→ Short task 1
Decide whether each statement agrees with the AWS ASG deployment page, answering yes or no and quoting the deciding words: (a) the page advises keeping the API key out of user data and storing it in SSM Parameter Store; (b) the SSM Agent must be installed by hand on Ubuntu AMIs; (c) the user data script is to be saved as install.sh.
→ Short task 2
On the AWS ASG deployment page, find the two-sentence paragraph that begins "Deploy kmagent across an Auto Scaling Group" and continues "Configure once in the Launch Template." Rewrite it as a short bulleted list that keeps its main facts.
→ Short task 3
Quote the AWS ASG deployment page word for word, starting at the words "AWS ASG Deployment" and stopping after "Linux / Ubuntu AMIs)".

→ Document excerpt
----

AWS ASG Deployment
Deploy kmagent across an Auto Scaling Group with zero manual per-instance work.
Deploy kmagent across an Auto Scaling Group with zero manual per-instance work. Configure once in the Launch Template, every instance (existing + future scale-outs) gets the agent automatically.
Prerequisites
- AWS CLI configured with appropriate permissions
- An existing ASG with a Launch Template
- IAM Instance Profile attached to your ASG instances
- SSM Agent running on instances (default on Amazon Linux / Ubuntu AMIs)
Step 1: Store API Key in SSM Parameter Store
Never hardcode secrets in user data. Use SSM Parameter Store with encryption:
aws ssm put-parameter \
--name "/kloudmate/api-key" \
--value "your-actual-km-api-key" \
--type SecureString \
--region ap-south-1Step 2: IAM Permissions
Ensure your ASG's IAM Instance Profile has permission to read the SSM parameter:
{
"Version": "2012-10-17",
"Statement": [
{
"Effect": "Allow",
"Action": "ssm:GetParameter",
"Resource": "arn:aws:ssm:ap-south-1:YOUR_ACCOUNT_ID:parameter/kloudmate/*"
}
]
}If using SSM Run Command (Step 5, Option B), also add:
{
"Effect": "Allow",
"Action": [
"ssm:SendCommand",
"ssm:ListCommandInvocations"
],
"Resource": "*"
}Step 3: Create the User Data Script
Save this as userdata.sh:
#!/bin/bash
set -euo pipefail
# -----------------------------------------------
# Fetch API key from SSM (IMDSv2 compatible)
# -----------------------------------------------
REGION=$(curl -sf http://169.254.169.254/latest/meta-data/placement/region)
TOKEN=$(curl -sf -X PUT "http://169.254.169.254/latest/api/token" \
-H "X-aws-ec2-metadata-token-ttl-seconds: 60")
KM_API_KEY=$(aws ssm get-parameter \
--name "/kloudmate/api-key" \
--with-decryption \
--query "Parameter.Value" \
--output text \
--region "$REGION")
# -----------------------------------------------
# Install kmagent
# -----------------------------------------------
curl -fsSL https://raw.githubusercontent.com/kloudmate/km-agent/main/install.sh \
| bash -s -- \
--api-key "$KM_API_KEY" \
--colector-endpoint "https://otel.kloudmate.com"

----

→ Records shown
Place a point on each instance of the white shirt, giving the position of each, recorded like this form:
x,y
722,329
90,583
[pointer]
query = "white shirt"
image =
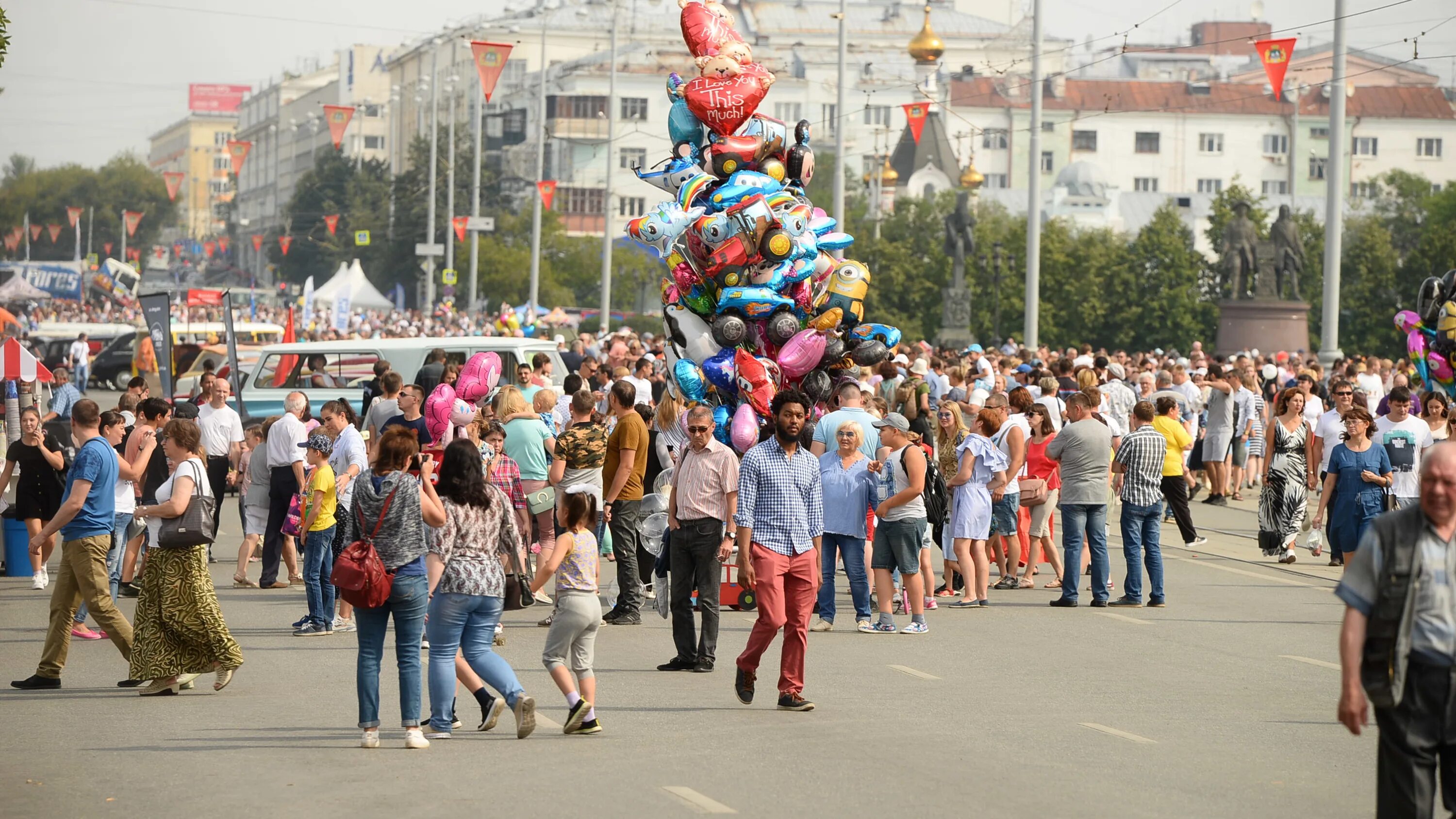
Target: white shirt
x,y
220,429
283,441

----

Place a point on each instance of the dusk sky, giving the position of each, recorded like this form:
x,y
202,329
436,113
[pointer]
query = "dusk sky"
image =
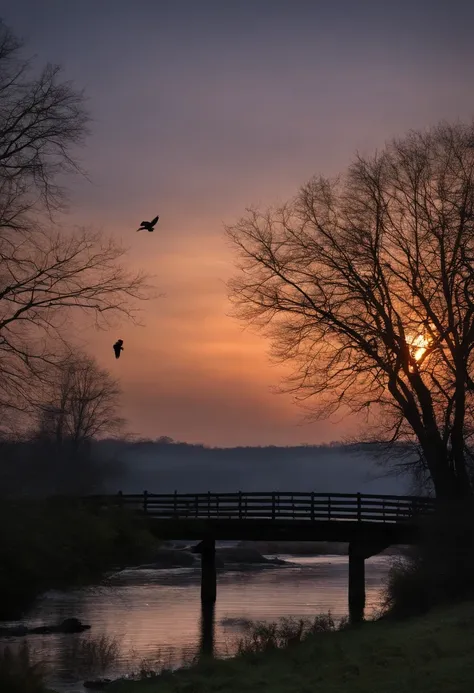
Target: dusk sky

----

→ Correct output 1
(a) Yes: "Never hardcode secrets in user data. Use SSM Parameter Store with encryption:"
(b) No: "SSM Agent running on instances (default on Amazon Linux / Ubuntu AMIs)"
(c) No: "Save this as userdata.sh:"

→ Correct output 2
- kmagent is deployed across an Auto Scaling Group with no manual work on individual instances.
- Configuration is done once, in the Launch Template.
- Every instance, both existing ones and future scale-outs, gets the agent automatically.

→ Correct output 3
AWS ASG Deployment
Deploy kmagent across an Auto Scaling Group with zero manual per-instance work.
Deploy kmagent across an Auto Scaling Group with zero manual per-instance work. Configure once in the Launch Template, every instance (existing + future scale-outs) gets the agent automatically.
Prerequisites
- AWS CLI configured with appropriate permissions
- An existing ASG with a Launch Template
- IAM Instance Profile attached to your ASG instances
- SSM Agent running on instances (default on Amazon Linux / Ubuntu AMIs)